Re: [tor-dev] prob_distr.c: LogLogistic fails stochastic tests on 32-bits mingw

2018-12-12 Thread Taylor R Campbell
> Date: Wed, 12 Dec 2018 17:47:05 +0200
> From: George Kadianakis 
> 
> I followed your suggestion and turned the tests into deterministic by
> sampling from a deterministic randomness source. I verified that all the
> crypto_rand() call outputs are now the same between the 32-bit mingw
> build and the 64-bit gcc one: [...]

Although it is worthwhile to separate (a) a nondeterministic entropy
source from (b) a deterministic PRNG with seeds you can save to get
reproducible results...it turns out all that was a red herring, and
the culprit was an incautious linear interpolation I had written in
the binning for stochastic tests.  Fortunately the problematic code is
limited to the tests and does not run in the tor daemon!

Lerping -- computing t |---> a + (b - a)*t = (1 - t)*a + t*b -- is
deceptive in its apparent simplicity, and it just happened that no
trouble arose in binary64 arithmetic, which is what you get on just
about every machine on the planet _except_ 32-bit x86 in binary80 mode
-- which mingw32 uses.  (And the m68k floating-point coprocessor, but
one doesn't see those much these days.)  Fortunately you don't have to
use Windows to run tests -- `gcc -m32' on an amd64 system should do
just as well, and you can make sure you're in binary80 mode with

   uint32_t cwsave, cw = 0x037f;
   asm volatile("fnstcw %0; fldcw %1" : "=m"(cwsave) : "m"(cw));
   ...
   asm volatile("fldcw %0" : : "m"(cwsave));

(On NetBSD, this is spelled `fp_prec_t p = fpsetprec(FP_PE); ...;
fpsetprec(p)', but I'm not sure anyone else has adopted that.)

Binary80 arithmetic tickled a problem in the lerp used for binning --
a problem which I took some pains to avoid in sample_uniform_interval
(see the long theorem in the comments there).  By `binning' I mean
dividing the support of each distribution into histogram bins,
starting at the 1st percentile and ending at the 99th percentile, and
uniformly spaced in the support with a linear interpolation to pick
the bin boundaries.

We then use the CDF or SF to compute the probability a sample falls
into each bin, count a lot of samples, and use a psi test to assess
whether the sample counts are close enough to the expected counts.
(There's nothing magic about uniform spacing; I just pulled it out of
my arse, and it helped me catch bugs.)

RECORD EXTRACTS
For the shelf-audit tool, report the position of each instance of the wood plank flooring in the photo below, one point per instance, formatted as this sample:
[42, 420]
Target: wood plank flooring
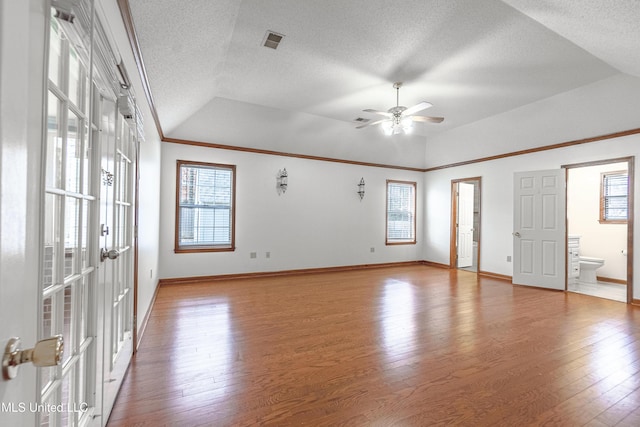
[405, 346]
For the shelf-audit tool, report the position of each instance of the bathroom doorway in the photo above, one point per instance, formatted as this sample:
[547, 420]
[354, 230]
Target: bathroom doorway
[600, 228]
[465, 224]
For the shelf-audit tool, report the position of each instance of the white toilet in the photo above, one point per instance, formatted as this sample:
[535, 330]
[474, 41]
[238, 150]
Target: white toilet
[588, 267]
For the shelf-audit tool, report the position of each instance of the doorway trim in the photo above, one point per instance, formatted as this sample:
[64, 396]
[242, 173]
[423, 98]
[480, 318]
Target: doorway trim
[630, 220]
[453, 242]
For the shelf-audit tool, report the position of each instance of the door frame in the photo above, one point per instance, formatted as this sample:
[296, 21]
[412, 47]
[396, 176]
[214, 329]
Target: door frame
[453, 241]
[630, 220]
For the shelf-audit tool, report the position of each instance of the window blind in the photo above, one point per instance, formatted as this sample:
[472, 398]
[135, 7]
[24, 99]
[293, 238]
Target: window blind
[614, 191]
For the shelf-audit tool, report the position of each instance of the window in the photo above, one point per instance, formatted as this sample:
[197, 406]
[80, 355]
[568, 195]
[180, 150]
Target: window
[613, 197]
[401, 212]
[205, 207]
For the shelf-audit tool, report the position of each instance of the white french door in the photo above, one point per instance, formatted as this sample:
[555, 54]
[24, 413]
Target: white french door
[465, 224]
[69, 252]
[115, 279]
[87, 289]
[539, 229]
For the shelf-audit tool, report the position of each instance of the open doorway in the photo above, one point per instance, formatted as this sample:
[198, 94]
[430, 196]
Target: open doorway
[465, 224]
[600, 228]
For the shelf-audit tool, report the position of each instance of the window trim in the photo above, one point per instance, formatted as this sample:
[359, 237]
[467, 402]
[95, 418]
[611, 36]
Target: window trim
[603, 219]
[205, 248]
[413, 240]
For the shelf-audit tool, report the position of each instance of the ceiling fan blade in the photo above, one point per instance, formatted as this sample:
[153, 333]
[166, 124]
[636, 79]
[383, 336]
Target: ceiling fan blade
[382, 113]
[371, 123]
[418, 107]
[427, 119]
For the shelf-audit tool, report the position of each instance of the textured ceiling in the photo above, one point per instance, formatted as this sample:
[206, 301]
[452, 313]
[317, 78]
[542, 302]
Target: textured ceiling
[471, 59]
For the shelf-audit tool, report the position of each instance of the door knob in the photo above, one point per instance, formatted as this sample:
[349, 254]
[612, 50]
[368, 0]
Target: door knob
[112, 254]
[46, 352]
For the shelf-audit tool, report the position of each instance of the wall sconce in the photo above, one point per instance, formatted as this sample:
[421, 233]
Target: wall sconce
[361, 188]
[282, 180]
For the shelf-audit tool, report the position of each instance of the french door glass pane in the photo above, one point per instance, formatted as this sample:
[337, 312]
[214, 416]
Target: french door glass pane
[82, 295]
[67, 328]
[84, 250]
[54, 143]
[51, 231]
[75, 78]
[74, 150]
[71, 234]
[47, 374]
[55, 53]
[86, 164]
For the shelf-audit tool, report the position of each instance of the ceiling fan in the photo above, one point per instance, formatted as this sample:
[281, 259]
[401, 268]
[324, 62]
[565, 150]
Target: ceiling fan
[400, 119]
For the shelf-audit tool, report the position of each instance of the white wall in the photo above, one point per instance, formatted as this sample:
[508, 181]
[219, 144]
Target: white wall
[149, 184]
[22, 27]
[606, 241]
[319, 222]
[497, 199]
[606, 106]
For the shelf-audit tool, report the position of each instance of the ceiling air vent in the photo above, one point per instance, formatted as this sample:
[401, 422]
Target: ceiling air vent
[272, 39]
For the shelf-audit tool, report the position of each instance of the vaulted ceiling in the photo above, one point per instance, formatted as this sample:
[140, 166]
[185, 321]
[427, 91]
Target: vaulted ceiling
[207, 66]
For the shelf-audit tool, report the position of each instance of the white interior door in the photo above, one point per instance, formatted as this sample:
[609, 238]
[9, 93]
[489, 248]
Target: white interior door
[87, 207]
[69, 244]
[465, 224]
[539, 229]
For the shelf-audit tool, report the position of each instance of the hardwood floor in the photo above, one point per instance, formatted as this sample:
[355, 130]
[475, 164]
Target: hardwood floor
[410, 346]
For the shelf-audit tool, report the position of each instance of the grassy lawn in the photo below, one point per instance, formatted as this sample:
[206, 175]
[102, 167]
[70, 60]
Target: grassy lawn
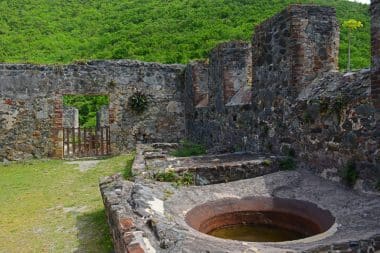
[53, 206]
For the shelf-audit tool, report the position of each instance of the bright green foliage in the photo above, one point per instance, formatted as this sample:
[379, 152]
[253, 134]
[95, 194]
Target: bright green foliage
[352, 24]
[288, 163]
[178, 179]
[52, 206]
[188, 148]
[168, 31]
[87, 105]
[138, 101]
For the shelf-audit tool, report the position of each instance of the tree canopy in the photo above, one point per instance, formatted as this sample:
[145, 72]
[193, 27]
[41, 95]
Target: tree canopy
[167, 31]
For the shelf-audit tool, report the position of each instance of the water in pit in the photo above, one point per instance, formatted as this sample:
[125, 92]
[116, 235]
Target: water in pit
[256, 233]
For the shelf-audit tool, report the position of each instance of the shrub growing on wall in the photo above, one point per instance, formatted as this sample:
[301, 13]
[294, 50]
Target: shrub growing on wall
[138, 102]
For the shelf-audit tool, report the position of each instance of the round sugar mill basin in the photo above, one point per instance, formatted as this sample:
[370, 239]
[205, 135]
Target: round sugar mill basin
[260, 219]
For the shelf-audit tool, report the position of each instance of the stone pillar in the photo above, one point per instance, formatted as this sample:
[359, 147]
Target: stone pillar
[375, 77]
[70, 117]
[102, 117]
[196, 85]
[230, 70]
[290, 49]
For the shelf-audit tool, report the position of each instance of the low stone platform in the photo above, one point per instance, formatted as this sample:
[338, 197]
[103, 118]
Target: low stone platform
[148, 216]
[152, 159]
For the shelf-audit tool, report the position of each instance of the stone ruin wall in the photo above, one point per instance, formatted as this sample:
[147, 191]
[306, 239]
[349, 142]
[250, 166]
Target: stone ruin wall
[282, 92]
[298, 99]
[31, 106]
[375, 35]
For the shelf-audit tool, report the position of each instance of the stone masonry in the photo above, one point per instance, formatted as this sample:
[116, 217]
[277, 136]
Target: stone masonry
[298, 101]
[279, 94]
[31, 106]
[375, 35]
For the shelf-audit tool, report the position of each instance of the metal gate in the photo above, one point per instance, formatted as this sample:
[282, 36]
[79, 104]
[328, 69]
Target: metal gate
[86, 142]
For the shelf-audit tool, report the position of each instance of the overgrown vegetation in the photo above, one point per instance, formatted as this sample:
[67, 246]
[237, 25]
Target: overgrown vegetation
[170, 32]
[288, 163]
[188, 148]
[88, 106]
[138, 101]
[52, 206]
[349, 173]
[178, 179]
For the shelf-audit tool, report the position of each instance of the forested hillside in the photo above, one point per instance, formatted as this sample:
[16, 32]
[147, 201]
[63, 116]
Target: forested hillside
[167, 31]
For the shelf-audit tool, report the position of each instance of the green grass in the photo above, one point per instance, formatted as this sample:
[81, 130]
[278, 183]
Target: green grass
[170, 31]
[50, 206]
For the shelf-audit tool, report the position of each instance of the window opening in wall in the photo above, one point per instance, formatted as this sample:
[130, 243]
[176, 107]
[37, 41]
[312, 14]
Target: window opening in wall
[86, 130]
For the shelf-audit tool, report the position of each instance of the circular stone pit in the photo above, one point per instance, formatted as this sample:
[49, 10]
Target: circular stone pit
[260, 219]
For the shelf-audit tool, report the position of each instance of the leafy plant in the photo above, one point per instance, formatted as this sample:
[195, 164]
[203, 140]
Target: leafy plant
[188, 148]
[350, 173]
[166, 176]
[378, 185]
[138, 102]
[174, 32]
[185, 178]
[88, 106]
[351, 25]
[287, 164]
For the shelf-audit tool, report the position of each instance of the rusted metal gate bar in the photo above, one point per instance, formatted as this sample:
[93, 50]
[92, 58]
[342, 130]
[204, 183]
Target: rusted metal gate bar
[86, 142]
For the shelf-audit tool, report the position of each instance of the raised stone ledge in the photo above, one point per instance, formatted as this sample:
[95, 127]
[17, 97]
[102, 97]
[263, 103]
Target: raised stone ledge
[152, 159]
[149, 216]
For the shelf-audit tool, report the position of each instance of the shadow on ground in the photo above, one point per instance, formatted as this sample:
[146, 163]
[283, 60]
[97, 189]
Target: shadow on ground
[93, 233]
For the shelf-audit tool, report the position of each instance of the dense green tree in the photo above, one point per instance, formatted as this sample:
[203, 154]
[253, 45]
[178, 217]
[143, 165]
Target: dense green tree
[168, 31]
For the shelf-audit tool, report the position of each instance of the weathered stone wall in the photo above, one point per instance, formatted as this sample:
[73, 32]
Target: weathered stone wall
[375, 35]
[221, 123]
[292, 48]
[298, 101]
[102, 117]
[230, 70]
[31, 108]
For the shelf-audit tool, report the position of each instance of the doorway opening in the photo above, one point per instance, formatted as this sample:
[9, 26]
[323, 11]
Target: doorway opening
[86, 128]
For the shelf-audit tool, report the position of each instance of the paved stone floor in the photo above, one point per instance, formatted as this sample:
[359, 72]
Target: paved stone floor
[159, 209]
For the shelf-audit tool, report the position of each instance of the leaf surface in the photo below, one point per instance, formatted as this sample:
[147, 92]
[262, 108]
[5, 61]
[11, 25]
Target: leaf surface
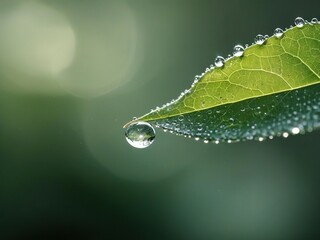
[273, 89]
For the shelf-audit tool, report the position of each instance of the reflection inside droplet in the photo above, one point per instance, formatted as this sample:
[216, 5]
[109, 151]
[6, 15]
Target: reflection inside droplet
[140, 134]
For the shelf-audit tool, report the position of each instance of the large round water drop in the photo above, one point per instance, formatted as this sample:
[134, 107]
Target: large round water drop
[140, 134]
[278, 32]
[238, 51]
[299, 22]
[259, 39]
[219, 61]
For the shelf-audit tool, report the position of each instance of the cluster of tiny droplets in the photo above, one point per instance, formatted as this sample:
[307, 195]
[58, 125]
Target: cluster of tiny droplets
[238, 51]
[219, 62]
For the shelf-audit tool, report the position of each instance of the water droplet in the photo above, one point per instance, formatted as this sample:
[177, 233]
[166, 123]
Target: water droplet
[238, 51]
[314, 20]
[180, 118]
[219, 61]
[299, 22]
[140, 134]
[259, 39]
[295, 130]
[278, 32]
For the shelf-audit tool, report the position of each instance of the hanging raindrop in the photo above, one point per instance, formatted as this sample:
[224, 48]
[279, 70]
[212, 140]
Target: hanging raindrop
[238, 51]
[259, 39]
[278, 32]
[140, 134]
[299, 22]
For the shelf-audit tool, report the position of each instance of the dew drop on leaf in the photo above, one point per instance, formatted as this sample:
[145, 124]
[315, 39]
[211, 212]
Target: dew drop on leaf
[140, 134]
[314, 20]
[238, 51]
[299, 22]
[219, 61]
[259, 39]
[278, 32]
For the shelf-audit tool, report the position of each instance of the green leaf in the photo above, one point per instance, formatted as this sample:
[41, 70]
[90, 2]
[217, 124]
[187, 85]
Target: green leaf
[272, 90]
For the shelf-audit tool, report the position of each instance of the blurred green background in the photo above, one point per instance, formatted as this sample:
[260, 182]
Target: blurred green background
[73, 72]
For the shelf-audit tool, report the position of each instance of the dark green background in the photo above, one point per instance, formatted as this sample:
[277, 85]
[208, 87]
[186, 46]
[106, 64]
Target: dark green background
[66, 171]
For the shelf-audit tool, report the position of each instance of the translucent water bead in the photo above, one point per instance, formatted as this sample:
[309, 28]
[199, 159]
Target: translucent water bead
[299, 22]
[238, 51]
[259, 39]
[140, 134]
[219, 61]
[278, 32]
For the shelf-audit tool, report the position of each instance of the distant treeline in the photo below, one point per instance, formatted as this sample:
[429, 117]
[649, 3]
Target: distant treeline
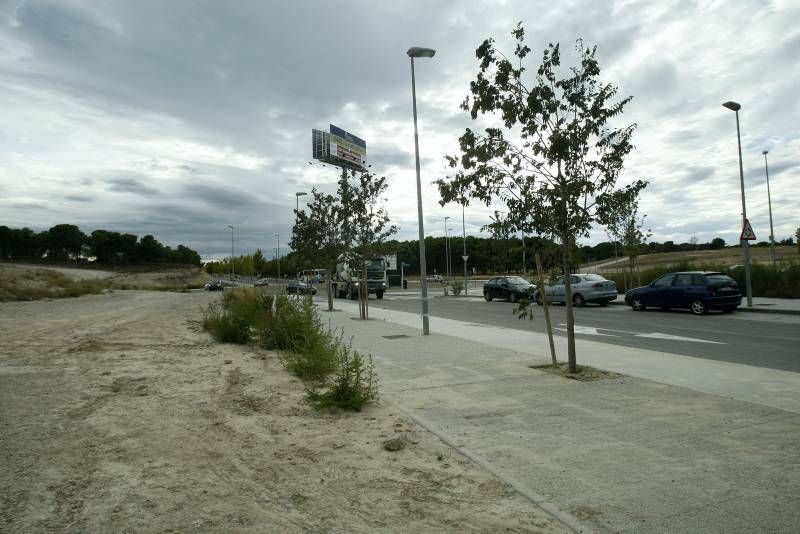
[66, 242]
[491, 255]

WHAT TO DO
Name every function that the tor-dev reply mentions by name.

ANSWER TO THE TASK
- crypto_rand()
- sample_uniform_interval
- fpsetprec